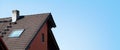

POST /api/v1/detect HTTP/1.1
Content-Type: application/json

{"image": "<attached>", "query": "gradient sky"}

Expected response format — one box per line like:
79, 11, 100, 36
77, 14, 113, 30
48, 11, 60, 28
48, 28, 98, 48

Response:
0, 0, 120, 50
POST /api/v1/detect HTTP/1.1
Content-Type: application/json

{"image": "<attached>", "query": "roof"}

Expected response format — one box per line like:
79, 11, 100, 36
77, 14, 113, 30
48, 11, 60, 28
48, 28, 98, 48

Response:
0, 13, 56, 50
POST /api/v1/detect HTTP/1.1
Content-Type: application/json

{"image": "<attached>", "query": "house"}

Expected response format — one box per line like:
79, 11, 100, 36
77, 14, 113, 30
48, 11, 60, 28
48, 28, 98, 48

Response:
0, 10, 59, 50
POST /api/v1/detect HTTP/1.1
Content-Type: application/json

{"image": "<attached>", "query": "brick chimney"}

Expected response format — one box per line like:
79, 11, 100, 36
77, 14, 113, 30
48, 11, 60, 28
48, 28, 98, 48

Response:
12, 10, 19, 22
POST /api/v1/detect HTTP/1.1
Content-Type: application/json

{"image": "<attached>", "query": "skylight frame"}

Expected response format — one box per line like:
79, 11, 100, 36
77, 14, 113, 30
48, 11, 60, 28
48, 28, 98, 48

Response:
8, 29, 25, 38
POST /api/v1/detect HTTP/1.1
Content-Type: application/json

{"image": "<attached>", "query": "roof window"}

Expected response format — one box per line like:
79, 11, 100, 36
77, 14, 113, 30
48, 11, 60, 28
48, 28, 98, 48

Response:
8, 29, 24, 37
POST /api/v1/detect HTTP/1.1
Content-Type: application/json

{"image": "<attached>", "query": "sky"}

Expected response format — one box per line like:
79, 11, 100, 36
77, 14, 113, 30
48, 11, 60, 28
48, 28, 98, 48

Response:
0, 0, 120, 50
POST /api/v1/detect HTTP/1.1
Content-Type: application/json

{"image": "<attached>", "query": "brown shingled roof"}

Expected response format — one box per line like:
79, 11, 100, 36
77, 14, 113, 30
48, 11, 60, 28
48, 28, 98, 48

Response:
0, 13, 55, 50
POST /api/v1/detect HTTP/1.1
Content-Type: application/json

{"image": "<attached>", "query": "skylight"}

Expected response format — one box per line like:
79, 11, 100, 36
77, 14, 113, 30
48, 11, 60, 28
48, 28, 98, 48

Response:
8, 29, 24, 37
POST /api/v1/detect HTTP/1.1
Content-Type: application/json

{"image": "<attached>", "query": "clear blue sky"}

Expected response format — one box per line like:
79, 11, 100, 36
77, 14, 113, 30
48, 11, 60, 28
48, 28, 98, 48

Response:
0, 0, 120, 50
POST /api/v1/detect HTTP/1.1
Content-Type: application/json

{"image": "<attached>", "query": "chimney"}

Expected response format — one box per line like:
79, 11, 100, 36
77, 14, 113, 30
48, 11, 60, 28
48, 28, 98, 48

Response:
12, 10, 19, 22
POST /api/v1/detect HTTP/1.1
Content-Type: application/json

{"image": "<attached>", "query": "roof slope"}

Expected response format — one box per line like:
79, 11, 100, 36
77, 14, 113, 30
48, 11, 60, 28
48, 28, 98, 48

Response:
0, 13, 54, 50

_INSTRUCTION_. Could you write out all of the entries above again with "query" swapped for "label" wherever it occurs, leaving everything else untouched and the pictures out?

_FINISHED ANSWER_.
POST /api/v1/detect HTTP/1.1
Content-Type: application/json

{"image": "<attached>", "label": "gradient sky"}

Expected response format — one box per line like:
79, 11, 100, 36
77, 14, 113, 30
48, 11, 60, 28
48, 28, 98, 48

Response:
0, 0, 120, 50
POST /api/v1/detect HTTP/1.1
Content-Type: application/json

{"image": "<attached>", "label": "roof"}

Expected response format — one box per line like:
79, 11, 100, 36
77, 14, 113, 30
48, 11, 60, 28
48, 28, 98, 48

Response:
0, 13, 56, 50
POST /api/v1/detect HTTP/1.1
Content-Type: application/json

{"image": "<attached>", "label": "house"}

Expected response format — one box per line like:
79, 11, 100, 36
77, 14, 113, 30
48, 11, 60, 28
48, 28, 98, 48

Response:
0, 10, 59, 50
POST /api/v1/detect HTTP/1.1
Content-Type: application/json

{"image": "<attached>", "label": "brick chimney"}

Expected response format — one box per line like:
79, 11, 100, 36
77, 14, 113, 30
48, 11, 60, 28
48, 28, 98, 48

Response:
12, 10, 19, 22
POST /api/v1/detect HTTP/1.1
Content-Type: application/json

{"image": "<attached>", "label": "skylight frame"}

Expected response format — one box per line like:
79, 11, 100, 36
77, 14, 113, 30
48, 11, 60, 28
48, 28, 98, 48

Response:
8, 29, 25, 38
POST /api/v1/detect HTTP/1.1
Content-Type: application/json

{"image": "<attached>", "label": "roof window"}

Expected response format — one box per line like:
79, 11, 100, 36
77, 14, 113, 30
48, 11, 60, 28
48, 28, 98, 48

Response:
8, 29, 24, 37
POST /api/v1/detect HTTP/1.1
Content-Type: application/json

{"image": "<attached>", "label": "sky"}

Expected response format — one box per line like:
79, 11, 100, 36
77, 14, 113, 30
48, 11, 60, 28
48, 28, 98, 48

Response:
0, 0, 120, 50
POST /api/v1/detect HTTP/1.1
Content-Type: application/json

{"image": "<attached>", "label": "brown shingled roof"}

Expected response format — one box per line like:
79, 11, 100, 36
77, 14, 113, 30
48, 11, 60, 28
48, 28, 98, 48

Response:
0, 13, 55, 50
POST /api/v1/detect HTTP/1.1
Content-Type: application/json

{"image": "<attached>", "label": "skylight"}

Expected response format — one box per line like:
79, 11, 100, 36
77, 14, 113, 30
48, 11, 60, 28
48, 28, 98, 48

Response:
8, 29, 24, 37
POST /api/v1/detect HTTP/1.1
Content-Type: application/json

{"image": "<attached>", "label": "clear blue sky"}

Expected response format — one box per line like:
79, 11, 100, 36
77, 14, 113, 30
48, 11, 60, 28
48, 28, 98, 48

Response:
0, 0, 120, 50
POST /api/v1/detect HTTP/1.1
Content-Type: application/json

{"image": "<attached>", "label": "chimney"}

Expected response format — one box per line like:
79, 11, 100, 36
77, 14, 113, 30
48, 11, 60, 28
48, 28, 98, 48

Response:
12, 10, 19, 22
POST /api/v1/detect HTTP/1.1
Content-Type: application/json

{"image": "<attached>", "label": "roof slope"}

Expected response format — one box per line like:
79, 11, 100, 36
77, 14, 113, 30
48, 11, 60, 28
48, 28, 98, 48

Response:
0, 13, 54, 50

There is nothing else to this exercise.